EXERCISE DETAILS ▸ Repeat the records below word for word and omit each image.
(EXTRACTED INFORMATION)
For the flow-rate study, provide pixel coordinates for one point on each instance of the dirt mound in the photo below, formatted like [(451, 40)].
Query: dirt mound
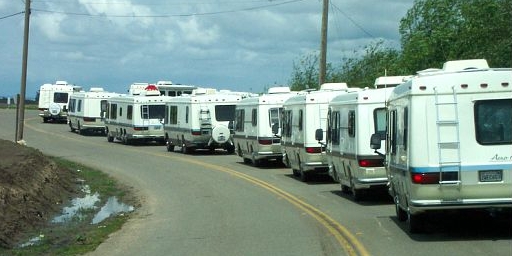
[(32, 190)]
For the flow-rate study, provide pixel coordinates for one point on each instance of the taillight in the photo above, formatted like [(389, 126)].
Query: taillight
[(312, 150), (371, 162), (425, 178), (265, 142)]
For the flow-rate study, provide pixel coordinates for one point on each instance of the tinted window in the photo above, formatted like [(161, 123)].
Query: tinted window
[(60, 97), (152, 111), (493, 121), (225, 112)]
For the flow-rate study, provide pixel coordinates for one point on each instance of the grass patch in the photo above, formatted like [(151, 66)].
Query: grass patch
[(78, 235)]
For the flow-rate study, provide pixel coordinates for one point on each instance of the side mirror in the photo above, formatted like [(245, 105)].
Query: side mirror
[(375, 141), (319, 134)]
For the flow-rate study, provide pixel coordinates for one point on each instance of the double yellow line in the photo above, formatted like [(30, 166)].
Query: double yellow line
[(347, 240)]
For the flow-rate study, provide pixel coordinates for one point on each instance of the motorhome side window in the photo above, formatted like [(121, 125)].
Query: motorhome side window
[(274, 114), (352, 123), (392, 132), (379, 119), (113, 111), (406, 128), (493, 121), (254, 117), (328, 126), (336, 131), (72, 105), (173, 115), (129, 112), (300, 119), (225, 112), (60, 97), (287, 123), (152, 111), (186, 114), (239, 120)]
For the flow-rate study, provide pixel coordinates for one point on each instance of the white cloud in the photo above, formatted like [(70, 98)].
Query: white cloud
[(193, 33), (50, 26), (161, 39)]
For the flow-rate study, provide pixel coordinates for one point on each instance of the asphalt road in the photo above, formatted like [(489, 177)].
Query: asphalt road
[(213, 204)]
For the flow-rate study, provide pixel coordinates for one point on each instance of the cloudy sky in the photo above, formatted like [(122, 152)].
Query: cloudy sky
[(242, 45)]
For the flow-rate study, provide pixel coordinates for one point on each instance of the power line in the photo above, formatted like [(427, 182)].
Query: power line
[(11, 15), (170, 15), (352, 20)]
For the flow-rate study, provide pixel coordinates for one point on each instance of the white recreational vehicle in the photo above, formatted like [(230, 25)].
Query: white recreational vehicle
[(449, 138), (200, 120), (131, 118), (389, 81), (255, 119), (351, 121), (87, 110), (302, 115), (166, 88), (53, 100)]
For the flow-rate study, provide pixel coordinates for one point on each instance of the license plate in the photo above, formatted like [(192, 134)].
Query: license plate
[(490, 176)]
(End EXTRACTED INFORMATION)
WRITTEN REPLY ▸
For the flow-rate study, provide pixel coordinates for one point on each instance of the dirt mound in the photo below, formatted like [(451, 40)].
Query: dirt mound
[(32, 190)]
For the flow-rate study, provide pixel coordinates for one point on each instance of the taillight in the photo above, formatted like [(389, 126)].
Query: taillight
[(312, 150), (371, 162), (425, 178), (265, 142)]
For the flow-rate study, provide pixel coordinates for one point on each instance of the tinted window in the photo above, formatted like [(161, 123)].
Query: tinted window
[(60, 97), (152, 111), (493, 121), (225, 112)]
For the flow-rate study, provide pixel coordinates for one point on each instance of the grass patch in the photo above, formatted like [(151, 66)].
Query: grass patch
[(78, 235)]
For the flow-rate study, provide pixel coordinates for one point on each instance of the side mirror in the photo above, formatted like [(245, 105)].
Query: side mirror
[(375, 141), (319, 134)]
For the flow-rate study, provide pixel coordinates for one point on each instance of the double yellow line in the photo above, formatted like [(30, 166)].
Query: double yellow line
[(347, 240)]
For the flow-rate study, provide pixel coordinates for one point on each instance of the motorhome side window in the photo above, formatted like [(121, 125)].
Query: motorhome side window
[(274, 114), (352, 123), (392, 132), (379, 119), (113, 111), (406, 128), (493, 121), (254, 117), (328, 126), (336, 131), (72, 105), (173, 115), (129, 112), (300, 119), (225, 112), (60, 97), (287, 123), (152, 111), (186, 114), (239, 120)]
For the flow-rate study, provide pixel coordinates for one point on each instance of the white cloud in the photo above, formatted like [(70, 98)].
Query: white cloud
[(193, 33), (50, 26), (161, 39)]
For the flow-rate study, provide pixel coordinates for one point on each instance of the asphalt road in the photo above, formatted like [(489, 177)].
Query: asphalt road
[(213, 204)]
For the flow-rate study, provide pixel coordinates for one point on each instance of the cloudy sky in the photo above, formatted like [(122, 152)].
Query: cloudy sky
[(242, 45)]
For the flow-rate study, provide pixel coordinates for one point on each instance of the power line in the photo above, formatted like [(427, 182)].
Query: power line
[(11, 15), (170, 15), (352, 20)]
For the flow-rate study, provide pixel coordinates for one point on each instance of the white recreational vehicle in the photo above, formatted like [(230, 25)].
Query: white recreational vehicle
[(449, 138), (200, 120), (131, 118), (389, 81), (255, 119), (351, 121), (87, 110), (302, 115), (166, 88), (53, 100)]
For the flow-rate study, provide pixel coordinates for one point on each instance of the license plate in the photo above, formatted like [(192, 134)].
Query: license plate
[(490, 176)]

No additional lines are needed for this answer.